> **ЦЕЛЬ ЗАДАНИЯ A**
Выпишите из отрывка о есауле Краморове фрагмент, который начинается словами «Навстречу им шла» и продолжается до слов «неизвестного ему офицера-казака.» включительно.
> **ЦЕЛЬ ЗАДАНИЯ B**
Определите, соответствуют ли отрывку о есауле Краморове следующие утверждения: (i) брата Краморова убили головные дозоры красных; (ii) полк красной конницы почти полностью состоял из кубанских казаков; (iii) командир полка зачислил Краморова к себе в ординарцы. На каждое ответьте «да» или «нет» и приведите дословно подтверждающие слова отрывка.

> **ИЗВЛЕЧЁННЫЙ ТЕКСТ**
□ □ □ □

Навстречу им шла конница. И когда Краморов узнал, что это красные, было уже поздно…
Повернув назад и пустив своего мощного коня полным карьером, отстреливаясь из пулемета, уйти было нельзя. Головные дозоры красных, стреляя на карьере, убили брата. Он вывалился из санок. Больной офицер-подпоручик также вывалился из них. Сам есаул Краморов успел вскочить в село. Бросил санки, вбежал в хату крестьянина и, идя на риск, рассказал ему, кто он, просил дать ему крестьянскую одежду и спрятать его. И добрый крестьянин спас неизвестного ему офицера-казака.
В село вошел полк красной конницы и расположился по квартирам. Краморов идет на следующий риск. Этот полк состоял почти полностью из донских казаков. Им командовал бывший вахмистр-донец. Краморов явился к нему и сообщил, что он есть крестьянин, выгнан был белыми в подводы… и от которых сбежал. Теперь он хочет поступить в ряды Красной армии, чтобы сражаться против белых…
Догадался ли красный донец-вахмистр, кто перед ним стоит? Понял ли он Краморова, как казак казака? Краморов этого не определил, но командир отнесся к нему сочувственно, дал ему коня с седлом и зачислил к себе в ординарцы. Краморов сказал, что его фамилия «Шаталов».

□ □ □ □

> **Сохранённые записи данных**
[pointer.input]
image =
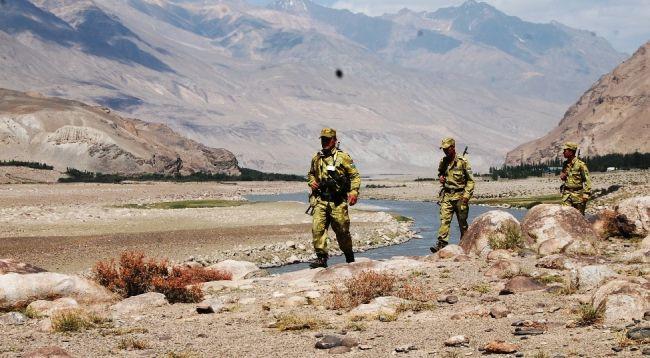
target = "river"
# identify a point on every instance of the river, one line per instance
(425, 223)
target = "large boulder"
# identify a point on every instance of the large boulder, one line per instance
(549, 229)
(637, 212)
(238, 269)
(21, 289)
(492, 224)
(622, 301)
(13, 266)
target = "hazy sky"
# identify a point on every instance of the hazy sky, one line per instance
(624, 23)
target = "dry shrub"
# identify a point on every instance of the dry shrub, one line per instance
(136, 275)
(362, 288)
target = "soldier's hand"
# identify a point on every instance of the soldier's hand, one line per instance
(352, 199)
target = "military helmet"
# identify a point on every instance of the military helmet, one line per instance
(328, 133)
(447, 142)
(570, 145)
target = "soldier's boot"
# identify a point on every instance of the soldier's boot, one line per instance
(441, 245)
(319, 261)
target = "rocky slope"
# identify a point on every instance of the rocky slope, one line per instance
(261, 82)
(613, 116)
(66, 133)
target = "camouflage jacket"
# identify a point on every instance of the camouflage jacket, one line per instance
(458, 175)
(343, 165)
(577, 176)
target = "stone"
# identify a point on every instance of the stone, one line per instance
(502, 269)
(520, 284)
(48, 308)
(549, 228)
(556, 262)
(13, 266)
(639, 333)
(456, 341)
(637, 212)
(328, 342)
(139, 304)
(13, 318)
(589, 277)
(238, 269)
(48, 352)
(21, 289)
(490, 224)
(499, 311)
(500, 347)
(623, 301)
(339, 350)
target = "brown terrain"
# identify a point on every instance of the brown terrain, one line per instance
(613, 116)
(66, 133)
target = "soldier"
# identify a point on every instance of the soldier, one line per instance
(576, 189)
(455, 175)
(334, 181)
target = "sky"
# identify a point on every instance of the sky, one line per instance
(624, 23)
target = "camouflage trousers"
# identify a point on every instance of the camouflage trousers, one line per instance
(450, 205)
(328, 213)
(574, 198)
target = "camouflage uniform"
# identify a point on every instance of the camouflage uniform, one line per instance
(459, 183)
(330, 200)
(576, 189)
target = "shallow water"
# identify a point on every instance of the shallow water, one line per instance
(424, 214)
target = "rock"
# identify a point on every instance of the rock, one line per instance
(622, 301)
(238, 269)
(639, 333)
(21, 289)
(499, 311)
(556, 262)
(139, 304)
(520, 284)
(339, 350)
(589, 277)
(637, 212)
(500, 347)
(549, 228)
(379, 305)
(502, 269)
(490, 224)
(48, 308)
(328, 342)
(48, 352)
(497, 255)
(13, 318)
(349, 342)
(456, 341)
(13, 266)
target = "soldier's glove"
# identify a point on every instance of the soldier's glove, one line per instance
(352, 199)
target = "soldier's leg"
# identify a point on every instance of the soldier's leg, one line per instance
(446, 214)
(462, 210)
(341, 226)
(319, 228)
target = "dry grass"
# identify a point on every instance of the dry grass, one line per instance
(360, 289)
(136, 275)
(589, 315)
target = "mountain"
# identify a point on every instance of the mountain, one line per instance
(613, 116)
(260, 81)
(71, 134)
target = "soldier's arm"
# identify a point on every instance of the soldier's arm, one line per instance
(352, 173)
(469, 177)
(586, 180)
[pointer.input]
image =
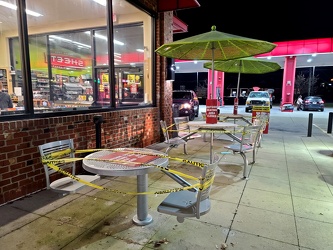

□ □ □ □

> **ОЖИДАЕМЫЙ ОТВЕТ A**
Навстречу им шла конница. И когда Краморов узнал, что это красные, было уже поздно…
Повернув назад и пустив своего мощного коня полным карьером, отстреливаясь из пулемета, уйти было нельзя. Головные дозоры красных, стреляя на карьере, убили брата. Он вывалился из санок. Больной офицер-подпоручик также вывалился из них. Сам есаул Краморов успел вскочить в село. Бросил санки, вбежал в хату крестьянина и, идя на риск, рассказал ему, кто он, просил дать ему крестьянскую одежду и спрятать его. И добрый крестьянин спас неизвестного ему офицера-казака.

> **ОЖИДАЕМЫЙ ОТВЕТ B**
(i) Да: «Головные дозоры красных, стреляя на карьере, убили брата».
(ii) Нет: «Этот полк состоял почти полностью из донских казаков».
(iii) Да: «дал ему коня с седлом и зачислил к себе в ординарцы».